### Problem:
Starting at the line that contains "Spot the white warehouse", transcribe every remaining line of the entries exactly, including the last one.

### Source data:
* * * *

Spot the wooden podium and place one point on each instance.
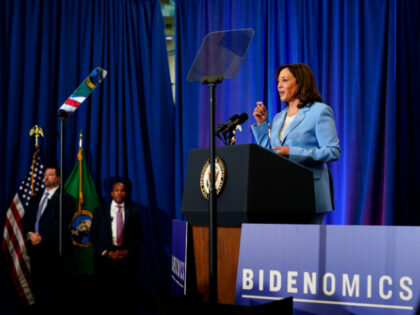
(228, 240)
(260, 187)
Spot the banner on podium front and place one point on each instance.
(331, 269)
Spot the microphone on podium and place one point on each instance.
(228, 129)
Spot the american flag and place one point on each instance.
(13, 239)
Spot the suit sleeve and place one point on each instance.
(261, 134)
(328, 148)
(95, 231)
(136, 232)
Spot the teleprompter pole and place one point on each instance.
(211, 81)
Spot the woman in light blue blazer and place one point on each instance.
(304, 132)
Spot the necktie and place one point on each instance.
(120, 226)
(40, 208)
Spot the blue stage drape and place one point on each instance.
(364, 55)
(47, 49)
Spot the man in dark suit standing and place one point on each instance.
(40, 224)
(116, 235)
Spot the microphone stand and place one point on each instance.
(211, 82)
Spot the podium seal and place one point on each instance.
(219, 176)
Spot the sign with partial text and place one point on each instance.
(331, 269)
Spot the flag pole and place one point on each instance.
(60, 212)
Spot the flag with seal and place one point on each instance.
(82, 187)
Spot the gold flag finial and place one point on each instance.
(81, 139)
(37, 131)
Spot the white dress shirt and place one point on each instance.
(114, 210)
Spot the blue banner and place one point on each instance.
(331, 269)
(179, 257)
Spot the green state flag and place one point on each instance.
(81, 186)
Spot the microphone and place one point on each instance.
(231, 124)
(222, 126)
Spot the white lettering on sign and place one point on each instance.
(352, 285)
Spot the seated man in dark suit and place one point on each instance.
(116, 235)
(40, 224)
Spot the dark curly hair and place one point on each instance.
(307, 92)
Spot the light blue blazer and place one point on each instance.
(312, 141)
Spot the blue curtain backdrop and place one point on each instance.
(47, 49)
(364, 55)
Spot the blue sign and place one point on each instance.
(179, 257)
(331, 269)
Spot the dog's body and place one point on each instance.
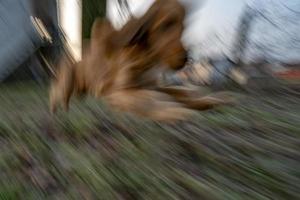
(125, 67)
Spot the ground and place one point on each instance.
(247, 151)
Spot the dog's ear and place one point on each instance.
(136, 30)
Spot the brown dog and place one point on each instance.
(125, 67)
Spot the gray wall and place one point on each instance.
(18, 38)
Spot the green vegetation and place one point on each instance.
(90, 10)
(249, 151)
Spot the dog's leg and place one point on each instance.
(148, 103)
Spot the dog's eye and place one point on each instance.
(167, 25)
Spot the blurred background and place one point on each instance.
(247, 151)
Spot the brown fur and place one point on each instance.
(124, 67)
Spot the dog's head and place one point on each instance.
(158, 32)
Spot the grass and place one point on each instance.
(248, 151)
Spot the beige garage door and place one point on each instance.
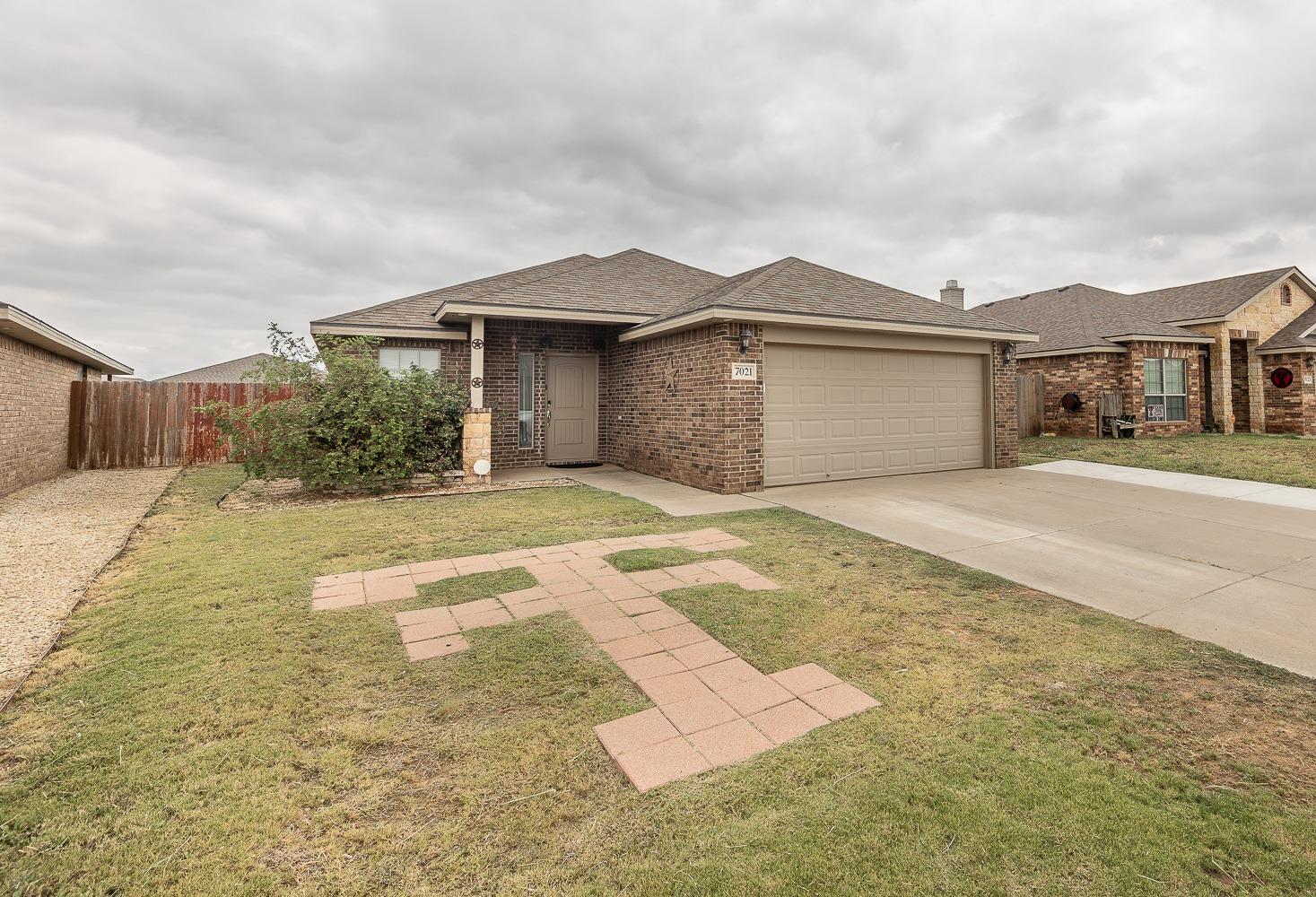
(841, 414)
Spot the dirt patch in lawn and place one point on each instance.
(283, 493)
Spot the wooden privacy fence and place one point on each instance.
(113, 423)
(1031, 408)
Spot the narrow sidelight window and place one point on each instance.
(526, 405)
(1165, 389)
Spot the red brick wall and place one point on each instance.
(1091, 374)
(1086, 375)
(1140, 352)
(674, 411)
(1291, 409)
(1005, 388)
(33, 412)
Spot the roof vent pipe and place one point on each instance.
(953, 295)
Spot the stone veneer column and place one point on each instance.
(1222, 381)
(476, 443)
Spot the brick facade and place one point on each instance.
(1005, 397)
(1090, 374)
(674, 411)
(33, 412)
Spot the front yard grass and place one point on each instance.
(1285, 460)
(200, 730)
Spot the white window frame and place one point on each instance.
(1147, 396)
(397, 360)
(526, 401)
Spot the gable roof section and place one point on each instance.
(417, 312)
(631, 285)
(1082, 318)
(815, 293)
(228, 371)
(1209, 299)
(33, 330)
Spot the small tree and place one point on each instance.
(348, 422)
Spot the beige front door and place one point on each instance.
(841, 414)
(572, 394)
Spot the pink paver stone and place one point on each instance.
(676, 687)
(802, 680)
(839, 701)
(729, 742)
(633, 646)
(650, 665)
(679, 637)
(661, 763)
(698, 713)
(703, 654)
(712, 707)
(787, 721)
(436, 648)
(754, 694)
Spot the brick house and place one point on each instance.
(37, 363)
(1224, 355)
(785, 374)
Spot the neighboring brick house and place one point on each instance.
(786, 374)
(1225, 355)
(37, 363)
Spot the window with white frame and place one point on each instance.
(1165, 389)
(526, 401)
(399, 361)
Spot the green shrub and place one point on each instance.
(348, 421)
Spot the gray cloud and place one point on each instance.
(178, 174)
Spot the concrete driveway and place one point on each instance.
(1222, 561)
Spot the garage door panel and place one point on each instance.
(839, 414)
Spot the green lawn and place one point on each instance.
(1285, 460)
(200, 730)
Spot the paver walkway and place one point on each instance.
(54, 538)
(712, 708)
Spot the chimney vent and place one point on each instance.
(953, 295)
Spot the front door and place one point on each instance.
(572, 409)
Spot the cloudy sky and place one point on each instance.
(174, 175)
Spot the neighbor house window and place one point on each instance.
(399, 361)
(526, 403)
(1165, 389)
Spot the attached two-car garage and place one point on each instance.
(844, 412)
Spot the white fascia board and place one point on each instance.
(33, 330)
(382, 330)
(1141, 337)
(537, 313)
(1082, 350)
(712, 315)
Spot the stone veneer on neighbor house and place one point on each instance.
(1090, 374)
(34, 412)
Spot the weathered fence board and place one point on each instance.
(1031, 409)
(116, 423)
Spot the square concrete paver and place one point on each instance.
(631, 733)
(839, 701)
(729, 742)
(787, 721)
(698, 713)
(657, 764)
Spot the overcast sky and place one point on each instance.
(175, 175)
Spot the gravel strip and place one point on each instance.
(54, 538)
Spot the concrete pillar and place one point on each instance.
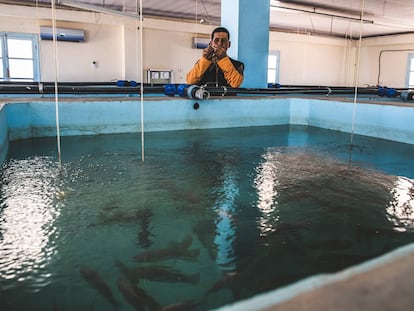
(248, 24)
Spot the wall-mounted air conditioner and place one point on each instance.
(200, 43)
(62, 34)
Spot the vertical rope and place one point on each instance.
(357, 74)
(56, 63)
(142, 83)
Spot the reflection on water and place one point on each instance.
(226, 193)
(266, 184)
(401, 207)
(211, 217)
(27, 221)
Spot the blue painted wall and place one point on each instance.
(4, 141)
(79, 117)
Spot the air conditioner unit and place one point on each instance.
(200, 43)
(62, 34)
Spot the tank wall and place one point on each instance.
(4, 141)
(80, 117)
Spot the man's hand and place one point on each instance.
(208, 52)
(219, 52)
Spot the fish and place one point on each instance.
(96, 281)
(174, 250)
(125, 217)
(157, 274)
(145, 233)
(137, 297)
(168, 253)
(225, 281)
(181, 306)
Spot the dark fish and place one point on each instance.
(157, 273)
(137, 297)
(168, 253)
(96, 281)
(144, 233)
(174, 250)
(181, 306)
(225, 281)
(125, 217)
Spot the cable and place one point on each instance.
(56, 80)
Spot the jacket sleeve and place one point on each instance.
(232, 75)
(196, 73)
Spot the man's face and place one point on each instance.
(220, 39)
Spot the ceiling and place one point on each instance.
(344, 18)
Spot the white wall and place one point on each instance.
(114, 43)
(393, 62)
(310, 60)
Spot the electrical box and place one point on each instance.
(159, 76)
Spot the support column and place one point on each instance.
(248, 24)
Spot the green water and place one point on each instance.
(210, 216)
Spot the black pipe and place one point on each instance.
(113, 88)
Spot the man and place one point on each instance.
(215, 68)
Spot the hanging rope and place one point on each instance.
(142, 83)
(357, 75)
(55, 52)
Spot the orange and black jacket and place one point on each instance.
(224, 72)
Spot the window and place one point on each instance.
(19, 59)
(273, 67)
(410, 71)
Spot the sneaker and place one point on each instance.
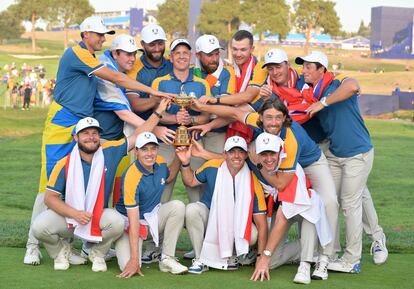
(149, 257)
(189, 255)
(197, 267)
(76, 259)
(249, 258)
(62, 259)
(233, 263)
(341, 265)
(170, 264)
(303, 274)
(32, 256)
(98, 263)
(321, 268)
(379, 250)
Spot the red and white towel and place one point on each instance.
(91, 199)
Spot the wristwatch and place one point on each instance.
(323, 101)
(267, 253)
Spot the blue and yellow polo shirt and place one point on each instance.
(225, 85)
(343, 125)
(75, 83)
(299, 147)
(207, 174)
(110, 98)
(145, 73)
(193, 84)
(113, 152)
(141, 188)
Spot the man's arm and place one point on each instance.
(139, 104)
(133, 267)
(242, 97)
(126, 82)
(348, 88)
(280, 180)
(149, 124)
(261, 224)
(187, 174)
(55, 203)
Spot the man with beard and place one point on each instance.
(220, 78)
(78, 188)
(150, 65)
(73, 100)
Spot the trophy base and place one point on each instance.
(182, 137)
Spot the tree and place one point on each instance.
(314, 14)
(363, 30)
(173, 16)
(220, 18)
(10, 25)
(32, 10)
(68, 13)
(266, 16)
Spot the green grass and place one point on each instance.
(390, 183)
(394, 274)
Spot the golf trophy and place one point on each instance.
(184, 101)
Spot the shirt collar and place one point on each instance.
(149, 65)
(82, 44)
(143, 170)
(189, 78)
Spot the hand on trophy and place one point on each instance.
(207, 99)
(183, 117)
(184, 153)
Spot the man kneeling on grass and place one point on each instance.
(140, 203)
(231, 213)
(75, 197)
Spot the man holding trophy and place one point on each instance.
(181, 81)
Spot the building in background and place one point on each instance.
(392, 32)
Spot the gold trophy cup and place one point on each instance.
(182, 138)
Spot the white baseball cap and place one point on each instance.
(179, 41)
(87, 122)
(275, 56)
(207, 43)
(314, 56)
(95, 24)
(152, 32)
(124, 42)
(235, 141)
(268, 142)
(144, 138)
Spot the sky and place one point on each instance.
(351, 12)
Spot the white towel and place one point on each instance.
(76, 197)
(228, 218)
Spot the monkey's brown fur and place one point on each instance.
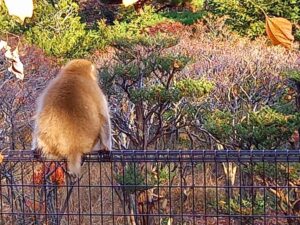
(72, 115)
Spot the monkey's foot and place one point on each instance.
(105, 154)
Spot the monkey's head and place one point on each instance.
(81, 67)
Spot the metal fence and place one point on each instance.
(153, 187)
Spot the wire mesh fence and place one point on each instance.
(153, 187)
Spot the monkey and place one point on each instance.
(72, 115)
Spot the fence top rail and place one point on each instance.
(171, 156)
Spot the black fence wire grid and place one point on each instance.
(163, 187)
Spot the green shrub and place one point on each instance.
(59, 31)
(247, 18)
(7, 22)
(130, 25)
(264, 129)
(186, 17)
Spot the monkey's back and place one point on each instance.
(69, 119)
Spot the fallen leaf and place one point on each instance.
(1, 158)
(3, 44)
(279, 30)
(17, 68)
(170, 221)
(19, 8)
(129, 2)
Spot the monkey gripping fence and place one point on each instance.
(153, 187)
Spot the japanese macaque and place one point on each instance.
(72, 116)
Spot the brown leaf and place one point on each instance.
(279, 30)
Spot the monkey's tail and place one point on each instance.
(74, 164)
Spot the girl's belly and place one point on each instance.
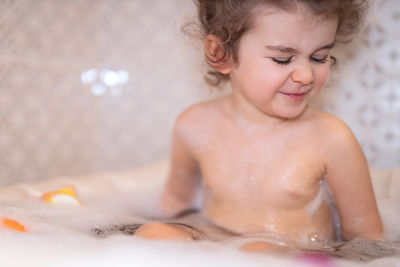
(292, 225)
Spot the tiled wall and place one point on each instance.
(52, 124)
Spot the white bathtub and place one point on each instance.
(62, 235)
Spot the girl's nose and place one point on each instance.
(303, 74)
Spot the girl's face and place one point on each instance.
(283, 61)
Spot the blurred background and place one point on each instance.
(95, 85)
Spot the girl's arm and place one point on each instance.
(184, 175)
(349, 180)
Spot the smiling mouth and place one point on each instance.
(296, 96)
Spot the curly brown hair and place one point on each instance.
(230, 19)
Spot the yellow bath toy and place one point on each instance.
(9, 223)
(65, 195)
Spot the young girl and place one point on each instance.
(263, 156)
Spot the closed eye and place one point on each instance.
(282, 61)
(320, 59)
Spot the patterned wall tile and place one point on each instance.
(51, 123)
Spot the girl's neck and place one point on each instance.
(244, 110)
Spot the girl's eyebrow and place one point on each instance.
(290, 50)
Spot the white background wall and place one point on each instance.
(52, 124)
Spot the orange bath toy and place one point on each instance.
(65, 195)
(9, 223)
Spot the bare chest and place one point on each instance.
(260, 173)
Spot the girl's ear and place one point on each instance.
(216, 54)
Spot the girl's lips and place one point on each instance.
(296, 96)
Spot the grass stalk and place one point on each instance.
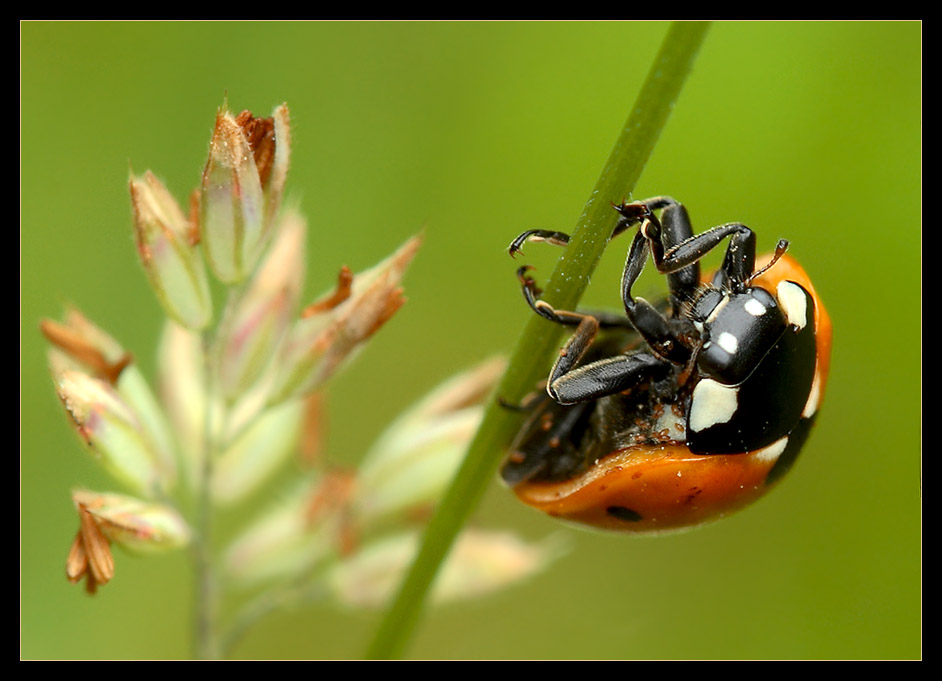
(540, 339)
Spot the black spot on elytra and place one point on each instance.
(623, 513)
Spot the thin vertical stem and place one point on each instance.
(204, 636)
(533, 351)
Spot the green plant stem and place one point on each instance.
(531, 357)
(204, 636)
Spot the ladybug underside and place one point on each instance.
(561, 441)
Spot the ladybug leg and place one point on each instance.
(570, 383)
(609, 376)
(531, 294)
(629, 219)
(671, 256)
(669, 338)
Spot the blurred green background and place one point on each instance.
(473, 132)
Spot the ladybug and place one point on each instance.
(682, 411)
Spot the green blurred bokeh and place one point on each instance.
(473, 132)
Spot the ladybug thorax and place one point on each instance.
(737, 330)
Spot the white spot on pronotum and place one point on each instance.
(755, 308)
(712, 403)
(728, 342)
(811, 406)
(792, 299)
(773, 451)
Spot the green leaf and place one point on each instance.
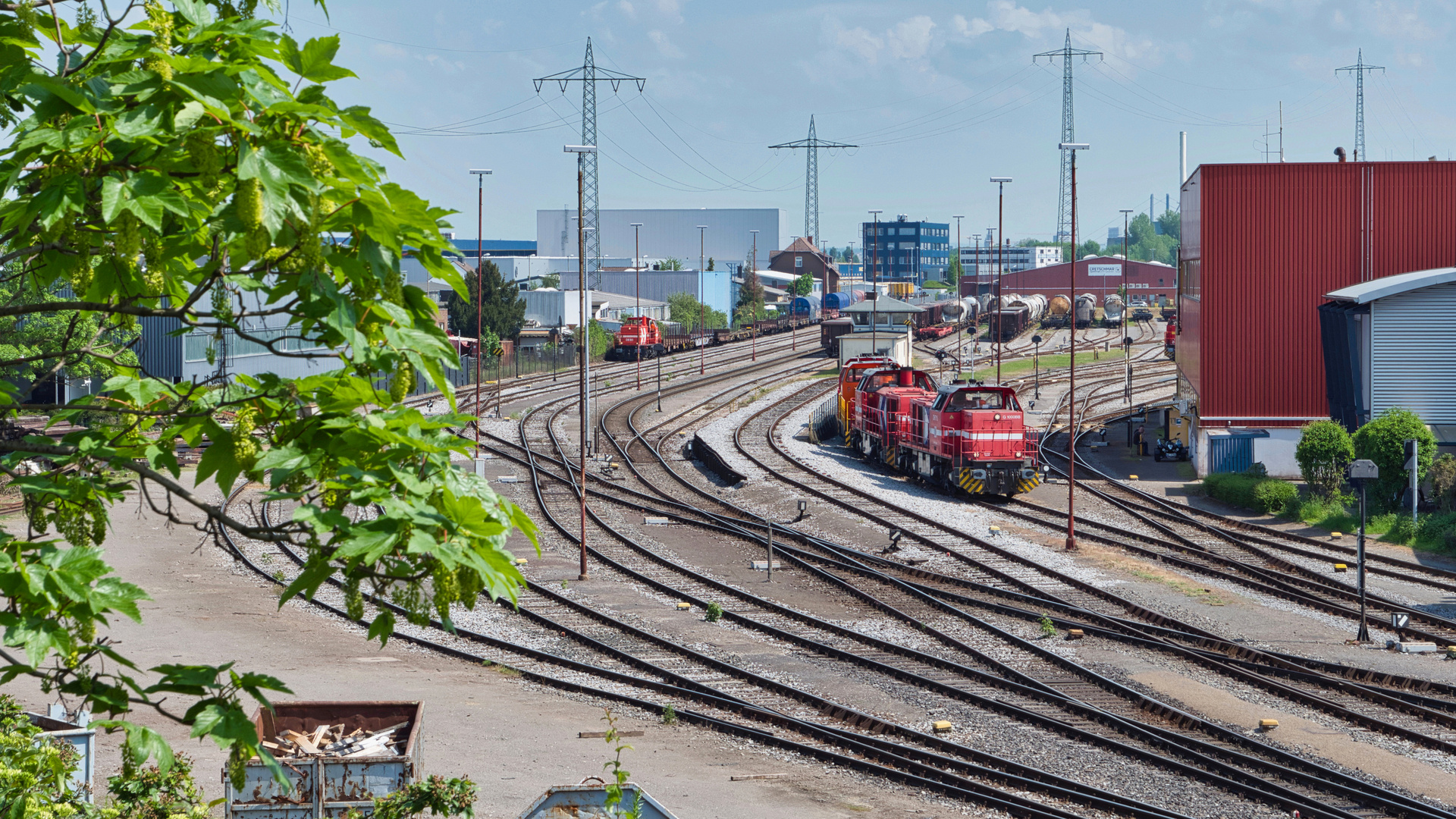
(357, 120)
(383, 627)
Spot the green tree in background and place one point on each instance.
(501, 305)
(1382, 441)
(686, 311)
(750, 299)
(191, 165)
(1323, 453)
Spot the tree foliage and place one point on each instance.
(503, 311)
(190, 167)
(1324, 452)
(1382, 441)
(689, 312)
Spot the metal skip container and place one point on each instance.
(325, 787)
(588, 802)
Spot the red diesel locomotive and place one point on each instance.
(962, 435)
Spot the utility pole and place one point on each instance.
(588, 74)
(479, 289)
(1001, 261)
(702, 305)
(753, 327)
(1128, 340)
(874, 279)
(813, 143)
(637, 264)
(1068, 136)
(582, 333)
(1359, 69)
(1072, 366)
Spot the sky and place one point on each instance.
(937, 96)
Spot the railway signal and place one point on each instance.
(1360, 474)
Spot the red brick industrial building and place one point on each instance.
(1261, 245)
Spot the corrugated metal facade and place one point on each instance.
(1413, 350)
(1261, 243)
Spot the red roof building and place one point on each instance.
(1101, 276)
(1261, 245)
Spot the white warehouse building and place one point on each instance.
(667, 232)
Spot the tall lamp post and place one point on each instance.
(479, 286)
(1001, 261)
(753, 325)
(584, 327)
(1128, 340)
(1362, 472)
(874, 283)
(1072, 365)
(637, 262)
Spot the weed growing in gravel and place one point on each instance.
(1047, 627)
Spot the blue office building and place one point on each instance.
(906, 251)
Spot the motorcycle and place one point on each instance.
(1169, 450)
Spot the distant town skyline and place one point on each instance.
(940, 96)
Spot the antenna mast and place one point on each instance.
(1068, 134)
(813, 143)
(1359, 69)
(588, 74)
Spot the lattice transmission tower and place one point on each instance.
(1359, 69)
(813, 143)
(1068, 134)
(588, 74)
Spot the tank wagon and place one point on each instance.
(1112, 308)
(1087, 305)
(959, 436)
(805, 308)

* * * *

### Full response:
Spot the white warehouse building and place one point on each instance.
(667, 232)
Spot the tall lamp post and place one point on each instance.
(479, 286)
(1001, 261)
(753, 325)
(584, 327)
(1128, 340)
(1362, 472)
(874, 283)
(1072, 365)
(637, 262)
Spot the weed growing in gravel and place one point on each instance.
(1047, 627)
Spot the blue office building and place one point on each instance.
(906, 251)
Spot the motorcycle and place one point on each instance.
(1169, 450)
Spot the distant town skyline and place one point on each instance.
(940, 96)
Spot the antenna mast and place one point on each instance.
(1068, 134)
(813, 143)
(1359, 69)
(588, 74)
Spot the lattice transmission tower and place one point on each instance.
(1359, 69)
(813, 143)
(1068, 134)
(588, 74)
Spot the tank wagon and place one point on each instance.
(1112, 308)
(1087, 305)
(959, 436)
(805, 308)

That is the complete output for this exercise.